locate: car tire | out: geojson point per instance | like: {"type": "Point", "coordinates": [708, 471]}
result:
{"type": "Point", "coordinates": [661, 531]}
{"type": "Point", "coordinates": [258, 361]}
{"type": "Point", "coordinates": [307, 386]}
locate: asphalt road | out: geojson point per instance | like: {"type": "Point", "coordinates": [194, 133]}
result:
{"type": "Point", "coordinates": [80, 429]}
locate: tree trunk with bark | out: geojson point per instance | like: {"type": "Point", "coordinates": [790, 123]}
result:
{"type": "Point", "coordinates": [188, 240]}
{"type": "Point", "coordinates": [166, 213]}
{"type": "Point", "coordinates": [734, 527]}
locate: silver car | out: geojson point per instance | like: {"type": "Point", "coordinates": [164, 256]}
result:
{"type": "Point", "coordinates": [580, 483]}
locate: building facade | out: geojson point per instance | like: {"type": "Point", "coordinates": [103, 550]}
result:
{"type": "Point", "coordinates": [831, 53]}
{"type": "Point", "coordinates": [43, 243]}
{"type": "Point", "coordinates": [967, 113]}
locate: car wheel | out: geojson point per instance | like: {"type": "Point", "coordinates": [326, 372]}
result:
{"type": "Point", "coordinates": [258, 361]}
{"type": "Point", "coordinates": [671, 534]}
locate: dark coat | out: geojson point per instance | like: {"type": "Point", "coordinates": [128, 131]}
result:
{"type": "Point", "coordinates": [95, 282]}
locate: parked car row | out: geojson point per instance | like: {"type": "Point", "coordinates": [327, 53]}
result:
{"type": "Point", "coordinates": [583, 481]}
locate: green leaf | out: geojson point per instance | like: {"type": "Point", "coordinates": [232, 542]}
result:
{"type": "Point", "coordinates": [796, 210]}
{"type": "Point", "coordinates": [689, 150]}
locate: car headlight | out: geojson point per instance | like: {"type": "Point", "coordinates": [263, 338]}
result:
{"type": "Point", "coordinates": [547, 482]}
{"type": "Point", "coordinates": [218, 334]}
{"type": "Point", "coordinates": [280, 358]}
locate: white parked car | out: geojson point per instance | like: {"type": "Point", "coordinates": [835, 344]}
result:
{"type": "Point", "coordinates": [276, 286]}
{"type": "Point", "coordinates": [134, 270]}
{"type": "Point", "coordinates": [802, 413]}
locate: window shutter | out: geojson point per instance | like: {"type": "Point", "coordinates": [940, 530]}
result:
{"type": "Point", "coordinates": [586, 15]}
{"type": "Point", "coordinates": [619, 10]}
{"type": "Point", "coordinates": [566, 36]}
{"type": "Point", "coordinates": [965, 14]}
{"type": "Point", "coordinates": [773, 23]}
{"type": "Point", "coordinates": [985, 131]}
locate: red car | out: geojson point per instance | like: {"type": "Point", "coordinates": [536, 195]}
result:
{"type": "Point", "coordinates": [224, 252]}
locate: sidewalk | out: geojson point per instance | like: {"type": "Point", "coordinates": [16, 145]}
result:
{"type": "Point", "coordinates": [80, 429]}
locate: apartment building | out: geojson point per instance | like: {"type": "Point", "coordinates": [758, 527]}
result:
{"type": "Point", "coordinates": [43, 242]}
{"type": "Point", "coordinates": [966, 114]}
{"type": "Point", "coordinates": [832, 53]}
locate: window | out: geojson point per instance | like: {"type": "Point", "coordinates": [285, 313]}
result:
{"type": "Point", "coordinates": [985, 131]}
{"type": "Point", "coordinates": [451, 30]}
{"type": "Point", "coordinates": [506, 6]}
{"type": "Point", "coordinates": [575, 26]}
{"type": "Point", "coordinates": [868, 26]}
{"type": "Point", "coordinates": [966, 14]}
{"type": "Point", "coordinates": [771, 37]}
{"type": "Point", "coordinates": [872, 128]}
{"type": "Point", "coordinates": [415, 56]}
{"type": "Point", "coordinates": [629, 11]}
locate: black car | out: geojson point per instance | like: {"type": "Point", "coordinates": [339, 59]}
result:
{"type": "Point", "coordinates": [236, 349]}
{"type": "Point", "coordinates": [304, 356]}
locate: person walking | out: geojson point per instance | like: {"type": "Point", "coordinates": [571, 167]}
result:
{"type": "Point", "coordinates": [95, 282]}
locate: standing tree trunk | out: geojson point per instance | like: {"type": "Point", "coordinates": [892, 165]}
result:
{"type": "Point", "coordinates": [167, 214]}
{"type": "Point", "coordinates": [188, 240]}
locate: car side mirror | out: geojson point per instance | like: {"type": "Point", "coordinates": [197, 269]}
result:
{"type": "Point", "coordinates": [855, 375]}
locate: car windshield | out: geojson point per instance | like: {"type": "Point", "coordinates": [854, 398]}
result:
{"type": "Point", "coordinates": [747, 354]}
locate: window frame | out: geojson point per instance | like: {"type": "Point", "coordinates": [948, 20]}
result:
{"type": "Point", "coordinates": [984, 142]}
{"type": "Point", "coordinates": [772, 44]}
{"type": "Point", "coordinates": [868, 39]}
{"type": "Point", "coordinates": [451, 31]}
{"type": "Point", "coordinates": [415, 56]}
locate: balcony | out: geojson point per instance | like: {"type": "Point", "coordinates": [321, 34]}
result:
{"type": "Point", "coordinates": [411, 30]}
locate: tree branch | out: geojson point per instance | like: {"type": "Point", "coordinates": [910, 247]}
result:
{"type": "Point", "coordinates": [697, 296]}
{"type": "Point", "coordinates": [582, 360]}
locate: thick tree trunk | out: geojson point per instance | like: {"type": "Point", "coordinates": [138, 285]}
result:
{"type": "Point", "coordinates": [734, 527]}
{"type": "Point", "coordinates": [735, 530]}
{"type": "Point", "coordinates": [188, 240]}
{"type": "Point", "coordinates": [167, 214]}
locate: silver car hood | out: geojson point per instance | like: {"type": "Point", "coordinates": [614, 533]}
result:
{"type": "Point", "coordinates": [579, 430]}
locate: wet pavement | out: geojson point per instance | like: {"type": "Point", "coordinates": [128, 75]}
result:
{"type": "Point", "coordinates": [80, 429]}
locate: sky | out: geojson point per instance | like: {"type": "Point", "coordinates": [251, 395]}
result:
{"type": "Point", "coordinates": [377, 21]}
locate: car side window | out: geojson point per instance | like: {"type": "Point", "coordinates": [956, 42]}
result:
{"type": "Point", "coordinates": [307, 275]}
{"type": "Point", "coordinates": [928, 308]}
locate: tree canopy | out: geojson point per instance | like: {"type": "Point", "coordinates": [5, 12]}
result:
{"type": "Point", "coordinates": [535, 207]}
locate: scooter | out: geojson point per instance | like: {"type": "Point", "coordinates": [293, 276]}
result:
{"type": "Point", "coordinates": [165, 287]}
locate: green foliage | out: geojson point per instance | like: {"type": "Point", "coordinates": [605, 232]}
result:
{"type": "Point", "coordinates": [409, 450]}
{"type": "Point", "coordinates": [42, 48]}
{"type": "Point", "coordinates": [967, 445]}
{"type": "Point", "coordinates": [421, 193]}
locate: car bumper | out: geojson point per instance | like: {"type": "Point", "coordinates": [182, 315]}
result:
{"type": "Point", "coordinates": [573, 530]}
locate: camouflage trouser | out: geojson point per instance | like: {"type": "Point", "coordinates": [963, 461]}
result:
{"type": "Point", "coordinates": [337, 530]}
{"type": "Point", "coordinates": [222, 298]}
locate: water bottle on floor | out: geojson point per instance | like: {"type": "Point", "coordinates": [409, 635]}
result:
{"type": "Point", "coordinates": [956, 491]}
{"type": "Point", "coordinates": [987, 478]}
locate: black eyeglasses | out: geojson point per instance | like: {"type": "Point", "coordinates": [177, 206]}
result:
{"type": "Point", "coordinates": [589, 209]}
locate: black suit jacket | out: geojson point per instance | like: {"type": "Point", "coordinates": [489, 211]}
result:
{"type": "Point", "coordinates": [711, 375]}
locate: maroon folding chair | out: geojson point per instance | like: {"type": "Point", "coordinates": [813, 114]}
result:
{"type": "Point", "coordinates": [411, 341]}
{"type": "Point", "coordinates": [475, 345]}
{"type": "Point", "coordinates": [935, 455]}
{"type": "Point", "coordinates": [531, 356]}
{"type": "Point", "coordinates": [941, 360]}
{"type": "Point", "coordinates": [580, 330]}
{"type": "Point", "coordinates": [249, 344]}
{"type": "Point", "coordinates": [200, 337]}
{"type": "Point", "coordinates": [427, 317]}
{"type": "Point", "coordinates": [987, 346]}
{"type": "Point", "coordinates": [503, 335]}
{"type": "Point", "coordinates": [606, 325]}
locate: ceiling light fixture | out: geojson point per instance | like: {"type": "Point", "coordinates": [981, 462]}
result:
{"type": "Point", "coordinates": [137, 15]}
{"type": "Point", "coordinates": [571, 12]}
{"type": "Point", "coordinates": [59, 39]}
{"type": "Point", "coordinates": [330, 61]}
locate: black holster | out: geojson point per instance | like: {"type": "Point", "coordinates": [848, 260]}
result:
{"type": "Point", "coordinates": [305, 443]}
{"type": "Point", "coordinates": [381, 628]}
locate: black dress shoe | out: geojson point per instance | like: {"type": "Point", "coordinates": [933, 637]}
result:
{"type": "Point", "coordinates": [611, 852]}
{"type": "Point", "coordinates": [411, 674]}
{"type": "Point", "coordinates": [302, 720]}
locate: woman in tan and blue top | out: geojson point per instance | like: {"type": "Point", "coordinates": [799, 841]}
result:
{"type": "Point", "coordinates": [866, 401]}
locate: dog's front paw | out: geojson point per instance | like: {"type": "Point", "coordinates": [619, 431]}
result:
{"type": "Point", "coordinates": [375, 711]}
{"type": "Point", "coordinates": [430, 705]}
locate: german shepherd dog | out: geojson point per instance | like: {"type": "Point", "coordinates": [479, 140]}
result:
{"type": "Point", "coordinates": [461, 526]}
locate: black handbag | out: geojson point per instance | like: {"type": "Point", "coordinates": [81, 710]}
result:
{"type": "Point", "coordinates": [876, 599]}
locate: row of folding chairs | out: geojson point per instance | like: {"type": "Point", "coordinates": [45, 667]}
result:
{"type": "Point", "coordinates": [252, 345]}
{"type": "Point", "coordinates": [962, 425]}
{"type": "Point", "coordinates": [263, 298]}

§ **Goal of the exercise**
Return the line that contains "locate: german shepherd" and all lines after it, verbatim, and nothing else.

§ **Completed exercise**
locate: german shepherd dog | out: geojson point per instance | like: {"type": "Point", "coordinates": [479, 140]}
result:
{"type": "Point", "coordinates": [461, 526]}
locate: black handbag | out: geojson point per instance | like: {"type": "Point", "coordinates": [81, 710]}
result:
{"type": "Point", "coordinates": [876, 599]}
locate: row of folding chairs | out: geojson point per instance | like: {"type": "Point", "coordinates": [45, 667]}
result:
{"type": "Point", "coordinates": [252, 345]}
{"type": "Point", "coordinates": [962, 425]}
{"type": "Point", "coordinates": [263, 298]}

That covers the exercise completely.